◆ **The problem**
Look below for the line containing "Locate every instance of the green leaves". Output it and each remaining line of the entries exactly, and nothing else.

Rows from a dataset:
►
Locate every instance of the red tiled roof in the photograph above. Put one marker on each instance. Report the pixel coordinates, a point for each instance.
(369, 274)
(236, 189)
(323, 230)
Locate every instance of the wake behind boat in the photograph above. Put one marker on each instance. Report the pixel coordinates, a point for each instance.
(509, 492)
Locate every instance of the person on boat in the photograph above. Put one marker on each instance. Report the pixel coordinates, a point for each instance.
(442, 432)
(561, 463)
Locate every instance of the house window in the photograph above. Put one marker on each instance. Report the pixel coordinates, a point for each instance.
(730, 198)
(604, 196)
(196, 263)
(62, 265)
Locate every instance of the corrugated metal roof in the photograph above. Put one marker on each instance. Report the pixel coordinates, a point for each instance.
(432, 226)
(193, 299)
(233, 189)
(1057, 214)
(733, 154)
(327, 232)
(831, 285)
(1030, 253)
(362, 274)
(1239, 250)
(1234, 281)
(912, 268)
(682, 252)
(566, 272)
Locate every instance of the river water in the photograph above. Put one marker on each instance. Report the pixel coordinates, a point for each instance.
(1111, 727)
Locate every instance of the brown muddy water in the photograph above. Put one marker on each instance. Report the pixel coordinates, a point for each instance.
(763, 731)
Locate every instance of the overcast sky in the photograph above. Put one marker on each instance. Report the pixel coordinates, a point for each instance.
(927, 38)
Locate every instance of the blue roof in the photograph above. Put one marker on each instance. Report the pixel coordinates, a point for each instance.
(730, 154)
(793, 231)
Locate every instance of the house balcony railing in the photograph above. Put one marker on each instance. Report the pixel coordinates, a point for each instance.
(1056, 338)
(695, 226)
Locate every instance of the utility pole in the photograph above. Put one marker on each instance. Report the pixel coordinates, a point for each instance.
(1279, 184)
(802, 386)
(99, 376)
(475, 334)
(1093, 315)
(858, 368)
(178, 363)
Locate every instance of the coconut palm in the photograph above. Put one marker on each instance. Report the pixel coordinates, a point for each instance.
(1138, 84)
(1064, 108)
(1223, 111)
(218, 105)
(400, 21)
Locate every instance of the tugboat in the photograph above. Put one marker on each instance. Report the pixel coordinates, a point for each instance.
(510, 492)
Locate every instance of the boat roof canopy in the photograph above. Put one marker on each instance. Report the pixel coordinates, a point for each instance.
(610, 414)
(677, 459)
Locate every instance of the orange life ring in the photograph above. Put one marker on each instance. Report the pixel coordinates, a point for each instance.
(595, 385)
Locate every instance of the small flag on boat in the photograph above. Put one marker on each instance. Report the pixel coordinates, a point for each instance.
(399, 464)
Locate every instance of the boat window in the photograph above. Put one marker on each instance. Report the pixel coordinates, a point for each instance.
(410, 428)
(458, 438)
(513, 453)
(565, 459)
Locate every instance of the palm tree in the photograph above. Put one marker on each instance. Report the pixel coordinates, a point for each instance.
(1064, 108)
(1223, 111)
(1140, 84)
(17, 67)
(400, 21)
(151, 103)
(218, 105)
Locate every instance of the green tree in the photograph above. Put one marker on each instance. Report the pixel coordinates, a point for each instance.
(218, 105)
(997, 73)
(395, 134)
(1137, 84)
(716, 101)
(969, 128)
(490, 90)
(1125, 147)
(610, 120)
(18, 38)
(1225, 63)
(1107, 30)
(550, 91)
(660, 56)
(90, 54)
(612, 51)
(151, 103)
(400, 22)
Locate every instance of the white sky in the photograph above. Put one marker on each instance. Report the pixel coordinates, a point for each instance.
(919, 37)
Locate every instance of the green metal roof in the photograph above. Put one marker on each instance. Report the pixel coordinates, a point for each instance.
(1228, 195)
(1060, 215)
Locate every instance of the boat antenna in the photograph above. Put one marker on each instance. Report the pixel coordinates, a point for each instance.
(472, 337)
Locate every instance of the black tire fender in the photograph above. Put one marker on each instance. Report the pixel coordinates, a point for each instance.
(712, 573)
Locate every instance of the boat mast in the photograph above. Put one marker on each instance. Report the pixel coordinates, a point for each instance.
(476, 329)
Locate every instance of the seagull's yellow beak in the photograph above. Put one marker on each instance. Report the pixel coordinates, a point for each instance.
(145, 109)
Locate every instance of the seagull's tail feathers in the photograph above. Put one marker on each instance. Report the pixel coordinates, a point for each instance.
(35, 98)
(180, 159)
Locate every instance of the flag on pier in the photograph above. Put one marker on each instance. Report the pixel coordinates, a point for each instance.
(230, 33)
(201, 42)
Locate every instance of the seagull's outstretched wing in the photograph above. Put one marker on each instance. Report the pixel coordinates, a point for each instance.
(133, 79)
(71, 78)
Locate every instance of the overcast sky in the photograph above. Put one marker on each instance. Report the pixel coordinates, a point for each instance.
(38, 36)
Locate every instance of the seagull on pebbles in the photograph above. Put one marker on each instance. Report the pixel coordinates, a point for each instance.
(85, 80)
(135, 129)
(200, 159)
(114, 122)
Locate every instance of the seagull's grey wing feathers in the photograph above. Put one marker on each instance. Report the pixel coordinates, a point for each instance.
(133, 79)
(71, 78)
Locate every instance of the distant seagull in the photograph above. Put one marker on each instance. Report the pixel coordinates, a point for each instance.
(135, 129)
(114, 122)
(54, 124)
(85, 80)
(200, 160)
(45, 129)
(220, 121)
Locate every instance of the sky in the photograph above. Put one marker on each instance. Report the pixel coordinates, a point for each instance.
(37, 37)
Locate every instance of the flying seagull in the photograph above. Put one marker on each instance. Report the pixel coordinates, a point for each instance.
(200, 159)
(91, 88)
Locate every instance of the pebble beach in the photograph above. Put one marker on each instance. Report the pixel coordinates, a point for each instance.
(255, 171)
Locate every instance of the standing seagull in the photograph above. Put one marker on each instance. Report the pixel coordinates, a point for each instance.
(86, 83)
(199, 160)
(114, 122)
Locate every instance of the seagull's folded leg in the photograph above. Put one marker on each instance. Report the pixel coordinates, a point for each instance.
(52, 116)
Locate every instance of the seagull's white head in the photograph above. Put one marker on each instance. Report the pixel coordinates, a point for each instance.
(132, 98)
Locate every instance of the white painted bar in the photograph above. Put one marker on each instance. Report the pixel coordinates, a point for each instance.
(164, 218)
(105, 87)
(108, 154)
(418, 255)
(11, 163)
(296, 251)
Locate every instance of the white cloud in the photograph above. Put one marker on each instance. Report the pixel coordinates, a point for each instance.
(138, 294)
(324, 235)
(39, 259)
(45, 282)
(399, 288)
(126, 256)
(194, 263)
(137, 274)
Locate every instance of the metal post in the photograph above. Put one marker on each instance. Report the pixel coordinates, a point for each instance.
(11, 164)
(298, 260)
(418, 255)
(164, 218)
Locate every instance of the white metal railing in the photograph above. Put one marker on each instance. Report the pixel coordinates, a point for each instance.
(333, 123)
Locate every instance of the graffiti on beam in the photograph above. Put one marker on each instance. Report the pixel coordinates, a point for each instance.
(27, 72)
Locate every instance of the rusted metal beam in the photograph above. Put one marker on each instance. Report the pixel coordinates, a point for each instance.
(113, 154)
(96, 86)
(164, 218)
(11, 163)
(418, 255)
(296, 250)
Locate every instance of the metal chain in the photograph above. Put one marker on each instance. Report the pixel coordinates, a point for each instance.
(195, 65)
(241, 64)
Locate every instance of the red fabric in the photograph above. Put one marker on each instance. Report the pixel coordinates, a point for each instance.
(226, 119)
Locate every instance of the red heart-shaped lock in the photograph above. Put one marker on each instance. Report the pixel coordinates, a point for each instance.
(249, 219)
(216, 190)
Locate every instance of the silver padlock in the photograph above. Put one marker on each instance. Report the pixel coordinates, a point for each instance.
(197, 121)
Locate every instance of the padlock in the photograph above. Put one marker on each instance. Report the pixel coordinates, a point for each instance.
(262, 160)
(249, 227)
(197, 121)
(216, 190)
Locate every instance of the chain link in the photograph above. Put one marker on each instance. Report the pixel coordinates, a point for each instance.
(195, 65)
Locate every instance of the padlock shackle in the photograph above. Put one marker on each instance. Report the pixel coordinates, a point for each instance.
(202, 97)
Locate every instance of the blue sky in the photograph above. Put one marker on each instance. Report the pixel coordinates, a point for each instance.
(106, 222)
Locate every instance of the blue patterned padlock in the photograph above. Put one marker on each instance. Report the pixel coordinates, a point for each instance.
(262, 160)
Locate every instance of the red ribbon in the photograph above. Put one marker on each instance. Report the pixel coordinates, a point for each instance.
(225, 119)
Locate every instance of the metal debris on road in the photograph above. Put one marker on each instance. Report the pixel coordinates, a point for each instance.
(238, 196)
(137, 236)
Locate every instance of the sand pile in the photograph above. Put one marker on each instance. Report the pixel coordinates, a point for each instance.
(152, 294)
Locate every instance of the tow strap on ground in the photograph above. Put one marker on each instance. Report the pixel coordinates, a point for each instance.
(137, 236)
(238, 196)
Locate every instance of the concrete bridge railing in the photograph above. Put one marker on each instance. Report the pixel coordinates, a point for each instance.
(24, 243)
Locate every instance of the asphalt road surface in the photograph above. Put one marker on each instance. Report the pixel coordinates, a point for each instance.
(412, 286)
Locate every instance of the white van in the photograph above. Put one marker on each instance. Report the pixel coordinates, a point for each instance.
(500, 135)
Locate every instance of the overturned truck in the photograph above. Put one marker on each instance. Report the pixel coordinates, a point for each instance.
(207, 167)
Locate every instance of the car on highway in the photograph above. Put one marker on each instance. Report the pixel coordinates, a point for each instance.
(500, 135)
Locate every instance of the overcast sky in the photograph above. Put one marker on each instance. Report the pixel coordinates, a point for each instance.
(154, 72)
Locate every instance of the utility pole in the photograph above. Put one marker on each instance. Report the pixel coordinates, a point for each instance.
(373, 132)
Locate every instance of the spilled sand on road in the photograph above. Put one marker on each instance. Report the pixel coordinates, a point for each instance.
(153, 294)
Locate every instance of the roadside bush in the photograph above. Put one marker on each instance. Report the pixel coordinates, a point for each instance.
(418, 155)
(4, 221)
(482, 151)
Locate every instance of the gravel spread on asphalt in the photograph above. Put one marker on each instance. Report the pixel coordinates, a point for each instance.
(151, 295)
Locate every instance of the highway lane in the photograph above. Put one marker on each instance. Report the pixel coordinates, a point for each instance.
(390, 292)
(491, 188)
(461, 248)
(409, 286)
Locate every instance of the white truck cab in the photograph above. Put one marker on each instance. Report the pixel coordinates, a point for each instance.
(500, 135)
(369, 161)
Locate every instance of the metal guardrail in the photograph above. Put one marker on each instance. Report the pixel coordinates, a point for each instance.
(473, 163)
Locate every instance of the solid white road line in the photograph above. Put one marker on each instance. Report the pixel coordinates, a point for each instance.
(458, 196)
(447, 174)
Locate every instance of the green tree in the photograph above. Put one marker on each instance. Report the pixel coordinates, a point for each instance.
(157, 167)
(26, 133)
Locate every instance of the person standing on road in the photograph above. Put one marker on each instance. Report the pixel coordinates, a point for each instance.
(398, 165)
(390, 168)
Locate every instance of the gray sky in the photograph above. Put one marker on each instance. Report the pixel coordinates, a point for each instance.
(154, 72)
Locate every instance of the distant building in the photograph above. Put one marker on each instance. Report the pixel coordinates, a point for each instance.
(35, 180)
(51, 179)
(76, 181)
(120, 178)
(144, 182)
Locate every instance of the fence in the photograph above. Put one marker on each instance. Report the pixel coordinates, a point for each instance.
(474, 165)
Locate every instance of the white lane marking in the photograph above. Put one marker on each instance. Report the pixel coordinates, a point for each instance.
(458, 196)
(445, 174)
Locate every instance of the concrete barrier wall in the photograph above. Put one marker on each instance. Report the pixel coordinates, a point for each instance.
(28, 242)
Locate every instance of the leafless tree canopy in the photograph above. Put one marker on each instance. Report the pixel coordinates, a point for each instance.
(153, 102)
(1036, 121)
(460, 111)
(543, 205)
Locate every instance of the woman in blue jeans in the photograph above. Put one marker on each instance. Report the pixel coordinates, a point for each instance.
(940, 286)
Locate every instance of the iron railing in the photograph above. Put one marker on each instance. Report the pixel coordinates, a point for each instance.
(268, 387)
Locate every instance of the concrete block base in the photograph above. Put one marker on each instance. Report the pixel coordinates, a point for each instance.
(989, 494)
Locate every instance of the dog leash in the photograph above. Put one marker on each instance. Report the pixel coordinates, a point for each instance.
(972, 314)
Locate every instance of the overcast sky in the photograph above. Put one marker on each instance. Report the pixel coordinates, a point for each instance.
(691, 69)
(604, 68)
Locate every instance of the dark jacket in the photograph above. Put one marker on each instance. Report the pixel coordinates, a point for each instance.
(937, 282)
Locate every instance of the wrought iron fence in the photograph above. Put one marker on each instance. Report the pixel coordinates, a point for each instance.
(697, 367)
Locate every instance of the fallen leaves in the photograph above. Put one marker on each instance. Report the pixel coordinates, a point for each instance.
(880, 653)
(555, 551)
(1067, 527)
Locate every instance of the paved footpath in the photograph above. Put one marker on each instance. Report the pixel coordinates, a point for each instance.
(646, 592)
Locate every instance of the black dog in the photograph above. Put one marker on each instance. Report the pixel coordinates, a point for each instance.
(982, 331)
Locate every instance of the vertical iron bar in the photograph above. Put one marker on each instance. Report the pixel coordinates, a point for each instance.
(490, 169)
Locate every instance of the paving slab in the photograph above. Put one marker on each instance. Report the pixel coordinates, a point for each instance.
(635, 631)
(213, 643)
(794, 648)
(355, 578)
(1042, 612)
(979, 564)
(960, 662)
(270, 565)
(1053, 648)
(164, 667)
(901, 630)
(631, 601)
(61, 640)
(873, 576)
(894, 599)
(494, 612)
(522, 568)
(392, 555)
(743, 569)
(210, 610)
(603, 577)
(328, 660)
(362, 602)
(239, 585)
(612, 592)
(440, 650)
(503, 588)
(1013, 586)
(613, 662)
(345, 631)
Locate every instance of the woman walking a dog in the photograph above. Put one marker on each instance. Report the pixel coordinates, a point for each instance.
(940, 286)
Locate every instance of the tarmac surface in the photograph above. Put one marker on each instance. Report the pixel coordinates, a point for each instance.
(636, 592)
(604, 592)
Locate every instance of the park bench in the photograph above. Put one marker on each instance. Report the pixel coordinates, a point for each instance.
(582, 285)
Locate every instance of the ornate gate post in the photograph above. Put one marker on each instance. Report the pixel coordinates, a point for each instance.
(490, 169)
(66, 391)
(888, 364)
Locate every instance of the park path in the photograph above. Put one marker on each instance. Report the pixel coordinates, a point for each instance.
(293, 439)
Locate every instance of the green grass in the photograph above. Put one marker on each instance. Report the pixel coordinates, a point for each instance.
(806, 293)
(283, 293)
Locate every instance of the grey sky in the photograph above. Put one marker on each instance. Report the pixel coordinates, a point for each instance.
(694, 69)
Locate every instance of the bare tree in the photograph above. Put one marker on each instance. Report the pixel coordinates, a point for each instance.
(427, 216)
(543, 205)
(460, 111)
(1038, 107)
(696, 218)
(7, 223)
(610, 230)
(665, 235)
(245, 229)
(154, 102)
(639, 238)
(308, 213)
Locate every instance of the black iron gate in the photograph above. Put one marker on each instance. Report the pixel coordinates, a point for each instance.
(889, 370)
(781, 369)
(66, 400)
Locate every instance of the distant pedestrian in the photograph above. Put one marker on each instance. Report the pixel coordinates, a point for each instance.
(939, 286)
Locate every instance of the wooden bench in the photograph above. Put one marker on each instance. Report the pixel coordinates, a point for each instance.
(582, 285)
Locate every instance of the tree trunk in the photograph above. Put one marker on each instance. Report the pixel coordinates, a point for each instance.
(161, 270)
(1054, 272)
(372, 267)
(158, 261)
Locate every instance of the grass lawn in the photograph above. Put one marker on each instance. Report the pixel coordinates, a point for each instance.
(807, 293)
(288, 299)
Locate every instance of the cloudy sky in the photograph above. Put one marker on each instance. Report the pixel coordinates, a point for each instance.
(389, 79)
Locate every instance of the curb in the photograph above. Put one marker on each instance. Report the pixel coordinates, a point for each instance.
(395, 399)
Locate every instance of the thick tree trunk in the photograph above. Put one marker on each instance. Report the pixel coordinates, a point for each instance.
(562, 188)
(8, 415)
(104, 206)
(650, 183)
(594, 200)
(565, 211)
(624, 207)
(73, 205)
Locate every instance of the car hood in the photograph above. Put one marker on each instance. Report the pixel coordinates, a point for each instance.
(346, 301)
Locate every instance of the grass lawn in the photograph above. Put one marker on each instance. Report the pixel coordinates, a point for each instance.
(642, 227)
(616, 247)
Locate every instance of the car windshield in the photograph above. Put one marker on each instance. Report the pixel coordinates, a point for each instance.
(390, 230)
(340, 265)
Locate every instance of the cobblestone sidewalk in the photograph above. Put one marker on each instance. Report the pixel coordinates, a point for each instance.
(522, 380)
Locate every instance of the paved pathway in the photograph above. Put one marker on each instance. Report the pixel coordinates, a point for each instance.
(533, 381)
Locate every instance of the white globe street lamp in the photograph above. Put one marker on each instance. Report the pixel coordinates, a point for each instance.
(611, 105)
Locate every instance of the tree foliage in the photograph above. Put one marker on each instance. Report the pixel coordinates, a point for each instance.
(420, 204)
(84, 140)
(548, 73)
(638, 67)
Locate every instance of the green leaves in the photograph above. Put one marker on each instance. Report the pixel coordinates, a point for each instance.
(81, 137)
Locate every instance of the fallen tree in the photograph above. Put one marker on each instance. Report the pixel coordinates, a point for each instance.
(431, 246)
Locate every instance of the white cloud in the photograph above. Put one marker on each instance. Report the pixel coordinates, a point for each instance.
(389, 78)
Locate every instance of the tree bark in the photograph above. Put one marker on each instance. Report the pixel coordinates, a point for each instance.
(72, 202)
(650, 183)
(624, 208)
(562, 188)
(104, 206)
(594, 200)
◄
◆ **Reply to the exercise**
Locate every instance of the green leaves in the photograph above. Put one marker on each instance. Report the pixel coordinates, a point for each instance.
(81, 137)
Locate every instance of the fallen tree in the photograph above. Put one marker on each instance. Report the pixel coordinates, a point for each instance.
(431, 246)
Locate every instance of the white cloud in the photograph above. Put one marker on each instance. Report the pixel coordinates, a point for each instance.
(389, 78)
Locate every instance of the tree bark in the photograph above. Put one marker on each instance. Report the pixel coordinates, a point for each instance.
(72, 202)
(650, 183)
(624, 208)
(562, 188)
(104, 206)
(594, 200)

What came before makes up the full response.